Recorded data
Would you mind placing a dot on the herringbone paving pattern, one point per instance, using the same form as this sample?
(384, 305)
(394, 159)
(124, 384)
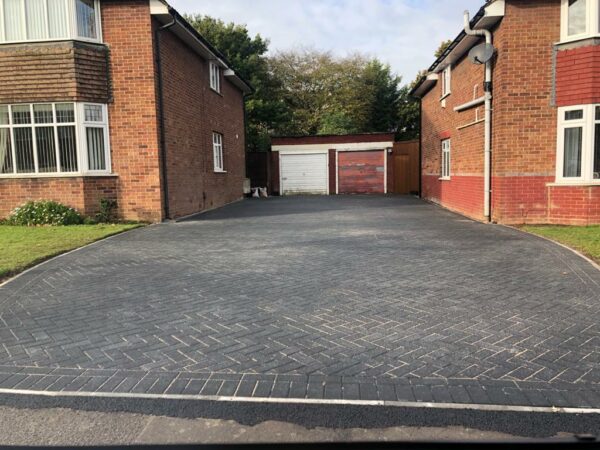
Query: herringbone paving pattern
(335, 297)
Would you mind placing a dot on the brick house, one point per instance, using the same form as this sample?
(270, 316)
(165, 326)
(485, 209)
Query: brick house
(118, 99)
(544, 98)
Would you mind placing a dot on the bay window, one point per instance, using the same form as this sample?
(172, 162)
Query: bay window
(580, 19)
(47, 20)
(578, 157)
(53, 139)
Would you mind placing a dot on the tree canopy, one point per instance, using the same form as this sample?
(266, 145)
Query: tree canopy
(305, 91)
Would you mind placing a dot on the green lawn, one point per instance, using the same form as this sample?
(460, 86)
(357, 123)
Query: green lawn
(584, 239)
(23, 247)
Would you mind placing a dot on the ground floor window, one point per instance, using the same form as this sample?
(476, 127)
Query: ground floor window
(53, 138)
(446, 148)
(218, 152)
(578, 156)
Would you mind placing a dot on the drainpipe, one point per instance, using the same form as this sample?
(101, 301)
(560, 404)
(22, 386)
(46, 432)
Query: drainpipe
(161, 117)
(488, 88)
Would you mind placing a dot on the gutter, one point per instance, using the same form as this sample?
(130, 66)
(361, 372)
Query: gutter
(488, 88)
(161, 117)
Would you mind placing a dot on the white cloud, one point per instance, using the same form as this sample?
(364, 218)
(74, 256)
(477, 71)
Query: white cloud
(404, 33)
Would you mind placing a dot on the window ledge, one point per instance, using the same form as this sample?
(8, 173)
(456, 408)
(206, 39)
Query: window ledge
(573, 183)
(57, 175)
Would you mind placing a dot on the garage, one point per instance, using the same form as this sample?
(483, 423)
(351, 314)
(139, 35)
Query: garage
(361, 172)
(324, 165)
(304, 173)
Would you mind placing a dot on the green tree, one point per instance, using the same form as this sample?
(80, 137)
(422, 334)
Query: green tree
(264, 108)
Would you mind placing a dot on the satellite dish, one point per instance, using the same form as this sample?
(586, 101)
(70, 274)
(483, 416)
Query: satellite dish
(481, 54)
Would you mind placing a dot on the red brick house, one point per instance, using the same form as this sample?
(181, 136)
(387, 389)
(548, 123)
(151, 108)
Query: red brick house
(117, 99)
(543, 164)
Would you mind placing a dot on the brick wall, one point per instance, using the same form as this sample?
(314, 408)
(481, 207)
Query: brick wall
(193, 111)
(133, 114)
(62, 71)
(81, 193)
(464, 191)
(578, 76)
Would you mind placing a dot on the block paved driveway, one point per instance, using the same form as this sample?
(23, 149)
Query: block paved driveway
(368, 298)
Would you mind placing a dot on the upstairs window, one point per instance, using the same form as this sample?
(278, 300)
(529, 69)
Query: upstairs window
(53, 139)
(218, 152)
(446, 81)
(580, 19)
(47, 20)
(578, 156)
(215, 77)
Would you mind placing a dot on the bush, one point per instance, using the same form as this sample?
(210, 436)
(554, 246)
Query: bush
(44, 213)
(107, 211)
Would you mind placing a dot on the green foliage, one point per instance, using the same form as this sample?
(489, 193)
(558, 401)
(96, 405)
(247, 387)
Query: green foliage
(44, 213)
(264, 108)
(107, 212)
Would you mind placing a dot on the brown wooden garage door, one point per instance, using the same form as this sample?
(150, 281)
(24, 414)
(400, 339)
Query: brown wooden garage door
(361, 172)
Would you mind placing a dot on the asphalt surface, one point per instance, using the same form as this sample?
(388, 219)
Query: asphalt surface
(356, 298)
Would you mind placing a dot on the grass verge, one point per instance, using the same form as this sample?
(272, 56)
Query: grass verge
(583, 239)
(24, 247)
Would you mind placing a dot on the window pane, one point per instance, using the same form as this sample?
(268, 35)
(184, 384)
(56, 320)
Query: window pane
(93, 113)
(96, 154)
(35, 19)
(13, 20)
(577, 17)
(67, 149)
(6, 165)
(597, 153)
(573, 146)
(46, 149)
(86, 18)
(4, 117)
(58, 19)
(574, 115)
(24, 150)
(43, 114)
(65, 113)
(21, 114)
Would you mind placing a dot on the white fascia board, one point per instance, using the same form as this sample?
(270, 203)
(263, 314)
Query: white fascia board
(322, 148)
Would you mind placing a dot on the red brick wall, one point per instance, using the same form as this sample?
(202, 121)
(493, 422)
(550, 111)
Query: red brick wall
(81, 193)
(127, 30)
(464, 191)
(578, 76)
(192, 112)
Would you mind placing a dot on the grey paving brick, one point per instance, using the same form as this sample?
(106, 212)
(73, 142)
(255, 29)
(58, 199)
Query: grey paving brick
(339, 297)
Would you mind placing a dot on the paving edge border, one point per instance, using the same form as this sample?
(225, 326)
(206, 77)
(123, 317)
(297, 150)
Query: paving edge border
(60, 255)
(314, 402)
(560, 244)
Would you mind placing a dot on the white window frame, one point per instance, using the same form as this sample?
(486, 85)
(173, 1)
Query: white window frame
(592, 21)
(215, 77)
(218, 153)
(80, 141)
(446, 82)
(446, 159)
(72, 31)
(588, 124)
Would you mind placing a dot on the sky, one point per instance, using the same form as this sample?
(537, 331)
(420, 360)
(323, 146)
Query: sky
(403, 33)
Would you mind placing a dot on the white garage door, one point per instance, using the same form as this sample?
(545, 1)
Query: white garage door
(304, 174)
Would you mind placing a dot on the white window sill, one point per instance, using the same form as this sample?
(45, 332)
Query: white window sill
(56, 175)
(574, 183)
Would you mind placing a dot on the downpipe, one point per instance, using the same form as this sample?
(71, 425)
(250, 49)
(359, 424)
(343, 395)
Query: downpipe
(488, 89)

■ **WORK ORDER**:
All of the data must be repeated exactly, except for the pictures.

■ **ANSWER SECTION**:
Would you mind placing a dot on the herringbone paving pattern, one point per instance, using the same form as this sample?
(384, 305)
(394, 159)
(124, 384)
Query: herringbone paving pattern
(335, 297)
Would you mind placing a dot on the brick house, one point per instance, using the same form as this sample?
(270, 316)
(165, 326)
(485, 209)
Query: brick house
(118, 99)
(544, 98)
Would you mind placing a dot on the bay window, one point per instance, using the same form as this sample?
(172, 162)
Query: bay window
(580, 19)
(47, 20)
(578, 157)
(53, 139)
Would you mind placing a dot on the tree canopy, one point per instance, using the same form as this sample?
(266, 145)
Query: tree canopy
(305, 91)
Would you mind placing a dot on the green lawn, one point per instance, using the same form as this sample?
(460, 86)
(357, 123)
Query: green lawn
(584, 239)
(23, 247)
Would you mind placing a dot on the ground floor window, one point per instance, using the same form as this sample?
(476, 127)
Query: ground floor window
(53, 138)
(446, 148)
(218, 152)
(578, 156)
Would you mind placing a dot on the drainpipe, one point per instance, using the same form as this sample?
(101, 301)
(560, 404)
(22, 386)
(46, 432)
Query: drainpipe
(161, 117)
(488, 88)
Would you mind placing a dot on the gutter, one point per instance, using the same form as this sample?
(130, 66)
(361, 372)
Query: gutter
(488, 88)
(161, 117)
Would you mind placing a dot on the white cloud, one point per instance, using the same form as this sample?
(364, 218)
(74, 256)
(477, 71)
Query: white cloud
(404, 33)
Would you mind placing a dot on the window ledge, one point per instance, using the same form as this sample?
(8, 173)
(456, 408)
(206, 39)
Query: window ledge
(573, 183)
(57, 175)
Would you mind placing a dot on the garage, one point per instance, using the same form as this sample?
(483, 423)
(351, 314)
(139, 35)
Query: garage
(361, 172)
(324, 165)
(304, 173)
Would you mind placing a dot on the green tree, one point per instance, using the same form as this sample?
(80, 137)
(422, 334)
Query: green tree
(264, 108)
Would you mind placing a dot on the satellite dish, one point per instance, using the same form as this sample?
(586, 101)
(70, 274)
(483, 416)
Query: satellite dish
(481, 54)
Would you mind placing a dot on the red brick house, one point per instance, using the same form as this sample?
(181, 136)
(387, 389)
(548, 123)
(151, 108)
Query: red brick house
(117, 99)
(543, 164)
Would you mind placing a dot on the brick wall, one point per instance, using the same form as this sample?
(314, 408)
(481, 207)
Query: brick wall
(193, 111)
(133, 114)
(62, 71)
(81, 193)
(464, 191)
(578, 76)
Would you mind placing a dot on the block paved driveway, one point per instance, using the same form as this sample?
(23, 149)
Query: block paved driveway
(368, 298)
Would you mind placing a dot on the upstairs window, one point per instance, using the same form as this sample?
(278, 300)
(529, 69)
Query: upstairs window
(53, 139)
(218, 152)
(446, 81)
(580, 19)
(47, 20)
(578, 156)
(215, 77)
Would you mind placing a dot on the bush, one point per instance, using the same form as this sample?
(210, 436)
(554, 246)
Query: bush
(44, 213)
(107, 211)
Would you mind placing a dot on the green foliage, one point per instance, using the same form as this sample?
(489, 193)
(558, 401)
(96, 405)
(247, 387)
Query: green foliage
(44, 213)
(264, 108)
(107, 212)
Would you mind placing a dot on the brown wooden garage door, one point per instance, using the same form as this sample?
(150, 281)
(24, 414)
(400, 339)
Query: brown wooden garage door
(361, 172)
Would you mind placing a dot on the asphalt surface, one point per instance, using the same form as this sample?
(388, 219)
Query: asphalt surface
(356, 298)
Would you mind placing a dot on the grass verge, one point per instance, using the same form as this sample?
(272, 56)
Query: grass verge
(583, 239)
(24, 247)
Would you mind placing a dot on the window pane, one point per instance, using the same form as this sample?
(268, 35)
(184, 384)
(56, 320)
Query: window pane
(93, 113)
(96, 154)
(35, 19)
(13, 20)
(577, 17)
(67, 149)
(6, 165)
(597, 153)
(573, 146)
(46, 149)
(86, 18)
(4, 117)
(58, 19)
(574, 115)
(24, 150)
(43, 114)
(65, 113)
(21, 114)
Would you mind placing a dot on the white fascia board, one point per instance, using the same form as this sample?
(270, 203)
(263, 314)
Query: white fascia board
(322, 148)
Would you mind placing a dot on the red brick wall, one point per instance, using the same form as this sample?
(202, 121)
(493, 422)
(550, 111)
Query: red brick wall
(81, 193)
(127, 30)
(464, 191)
(578, 76)
(192, 112)
Would you mind placing a dot on the grey paving brick, one point per instance, using the same form as this sample?
(106, 212)
(73, 142)
(255, 29)
(58, 199)
Query: grey paving brick
(339, 297)
Would you mind placing a dot on the paving edge border, one point per instance, using the same form as this sample?
(225, 326)
(206, 77)
(123, 317)
(297, 150)
Query: paving edge border
(60, 255)
(314, 402)
(560, 244)
Would you mind placing a dot on the white window frame, one point per instance, using the same form as this sample?
(486, 85)
(173, 1)
Query: white window frame
(592, 21)
(215, 77)
(218, 153)
(80, 141)
(446, 82)
(446, 159)
(72, 31)
(588, 124)
Would you mind placing a dot on the sky, one point per instance, using the same form as this sample?
(537, 331)
(420, 360)
(323, 146)
Query: sky
(403, 33)
Would you mind placing a dot on the white garage door, one point per instance, using the same form as this sample?
(545, 1)
Query: white garage door
(304, 174)
Would you mind placing a dot on the white window sill, one point per instance, using the same form as this sample?
(45, 332)
Query: white window sill
(56, 175)
(574, 183)
Would you mind placing a dot on the downpipe, one point per instance, using the same form as this sample?
(71, 425)
(250, 49)
(359, 424)
(343, 395)
Query: downpipe
(488, 89)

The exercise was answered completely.